> **Raw records**:

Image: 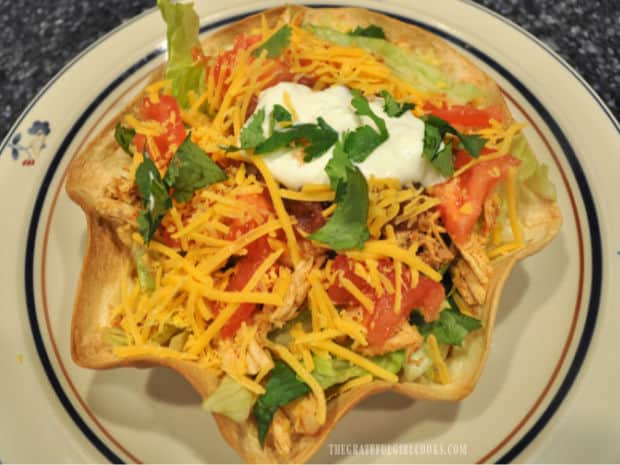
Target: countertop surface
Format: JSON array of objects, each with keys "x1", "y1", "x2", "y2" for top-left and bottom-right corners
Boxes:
[{"x1": 0, "y1": 0, "x2": 620, "y2": 140}]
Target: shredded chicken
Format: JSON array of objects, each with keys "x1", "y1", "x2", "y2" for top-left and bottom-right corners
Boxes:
[
  {"x1": 480, "y1": 192, "x2": 500, "y2": 239},
  {"x1": 358, "y1": 322, "x2": 424, "y2": 356},
  {"x1": 396, "y1": 212, "x2": 454, "y2": 269},
  {"x1": 450, "y1": 233, "x2": 493, "y2": 305},
  {"x1": 245, "y1": 339, "x2": 273, "y2": 375},
  {"x1": 270, "y1": 258, "x2": 315, "y2": 328},
  {"x1": 269, "y1": 409, "x2": 291, "y2": 456},
  {"x1": 457, "y1": 233, "x2": 493, "y2": 286},
  {"x1": 283, "y1": 394, "x2": 321, "y2": 434},
  {"x1": 218, "y1": 323, "x2": 273, "y2": 375}
]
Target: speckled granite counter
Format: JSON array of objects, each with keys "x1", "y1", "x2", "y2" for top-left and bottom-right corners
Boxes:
[{"x1": 0, "y1": 0, "x2": 620, "y2": 140}]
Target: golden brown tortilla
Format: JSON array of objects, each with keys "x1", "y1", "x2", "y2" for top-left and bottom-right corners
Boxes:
[{"x1": 67, "y1": 6, "x2": 562, "y2": 462}]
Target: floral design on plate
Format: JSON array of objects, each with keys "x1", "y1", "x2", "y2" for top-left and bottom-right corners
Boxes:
[{"x1": 7, "y1": 120, "x2": 51, "y2": 166}]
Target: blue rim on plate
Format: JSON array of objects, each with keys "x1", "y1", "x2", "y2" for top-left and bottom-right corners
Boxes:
[{"x1": 13, "y1": 5, "x2": 604, "y2": 463}]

> **Problem requirements**:
Copy every one of the rows above word for word, but leave out the picture.

> **Answer for this exercise**:
Image: 
Target: countertop surface
Format: JSON array of objects, each with keys "x1", "y1", "x2", "y2" for top-left and bottom-right corners
Boxes:
[{"x1": 0, "y1": 0, "x2": 620, "y2": 140}]
Target: shredded chicken
Format: JSON array of objects, each with keys "x1", "y1", "x2", "y2" for top-left and bottom-right corners
Boxes:
[
  {"x1": 480, "y1": 192, "x2": 500, "y2": 239},
  {"x1": 358, "y1": 322, "x2": 424, "y2": 356},
  {"x1": 396, "y1": 212, "x2": 454, "y2": 269},
  {"x1": 450, "y1": 233, "x2": 493, "y2": 305},
  {"x1": 245, "y1": 339, "x2": 273, "y2": 375},
  {"x1": 270, "y1": 258, "x2": 315, "y2": 328},
  {"x1": 269, "y1": 409, "x2": 291, "y2": 456},
  {"x1": 457, "y1": 233, "x2": 493, "y2": 286},
  {"x1": 283, "y1": 394, "x2": 321, "y2": 434},
  {"x1": 218, "y1": 323, "x2": 273, "y2": 375}
]
Target: speckled granite counter
Format: JSON array of objects, each with keys "x1", "y1", "x2", "y2" for top-left and bottom-right corners
Boxes:
[{"x1": 0, "y1": 0, "x2": 620, "y2": 140}]
Target: golden brown tortilla
Format: JSON array of objects, each with keys "x1", "y1", "x2", "y2" for top-left and bottom-right corners
Boxes:
[{"x1": 67, "y1": 6, "x2": 562, "y2": 462}]
Target: floral design on plate
Format: JSON array of objects, each with keys "x1", "y1", "x2", "y2" for top-left and bottom-right corners
Boxes:
[{"x1": 7, "y1": 120, "x2": 51, "y2": 166}]
Target: blue rim on plate
Format: JSON array of objects, each with keys "x1", "y1", "x2", "y2" for top-left and bottom-right corners
Boxes:
[{"x1": 13, "y1": 5, "x2": 604, "y2": 463}]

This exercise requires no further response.